# Set task
Output every line of the records below as a numbered list, skipping blank lines. Leave the pictures out of your answer.

[Object detection data]
════════════════════

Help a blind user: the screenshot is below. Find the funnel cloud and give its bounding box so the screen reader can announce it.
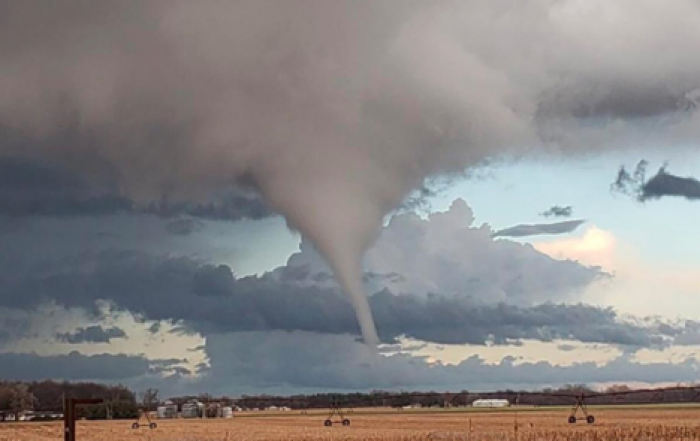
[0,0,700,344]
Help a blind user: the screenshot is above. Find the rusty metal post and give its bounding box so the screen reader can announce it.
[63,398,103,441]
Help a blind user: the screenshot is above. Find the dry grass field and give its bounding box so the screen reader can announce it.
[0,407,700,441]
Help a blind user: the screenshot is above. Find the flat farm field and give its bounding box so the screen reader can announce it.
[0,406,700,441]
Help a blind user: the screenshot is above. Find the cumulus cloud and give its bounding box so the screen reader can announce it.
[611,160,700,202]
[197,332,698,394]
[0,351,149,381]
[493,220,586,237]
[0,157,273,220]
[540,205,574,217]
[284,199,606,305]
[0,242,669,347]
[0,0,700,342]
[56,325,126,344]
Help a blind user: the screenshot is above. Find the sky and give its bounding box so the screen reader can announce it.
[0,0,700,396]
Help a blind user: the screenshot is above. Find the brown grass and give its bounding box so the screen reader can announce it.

════════════════════

# Final answer
1. Help a blind user: the screenshot is below. Find the funnel cloud and give its bounding box so the screen reader can announce it.
2. [0,0,700,344]
3. Help a blind user: the screenshot is above. Find the rusty metal post and give its bounding box so the screen reader can announce it.
4. [63,398,103,441]
5. Help a blind user: the screenshot is above. Find the dry grass field and give its bounding box so the screen reader can announce it.
6. [0,407,700,441]
7. Help a blind user: the screenshot is above. Find the flat farm field and give its bounding box so the screen reader can announce it.
8. [0,406,700,441]
9. Help a blind user: the screenshot is above. Find the cumulus cloud and give its bounding box so the screen reader can announce it.
10. [611,160,700,202]
11. [197,332,698,394]
12. [0,351,149,381]
13. [493,220,586,237]
14. [0,157,273,220]
15. [540,205,574,217]
16. [284,199,606,305]
17. [0,242,669,347]
18. [0,0,700,342]
19. [56,325,126,344]
20. Help a blind user: the screenshot is above. Find the sky and give its bounding box so the screen reader can announce it.
21. [0,0,700,396]
22. Help a blind user: the screenshot is above. Find the brown grass and give its bounding box so the screen reader can announce it.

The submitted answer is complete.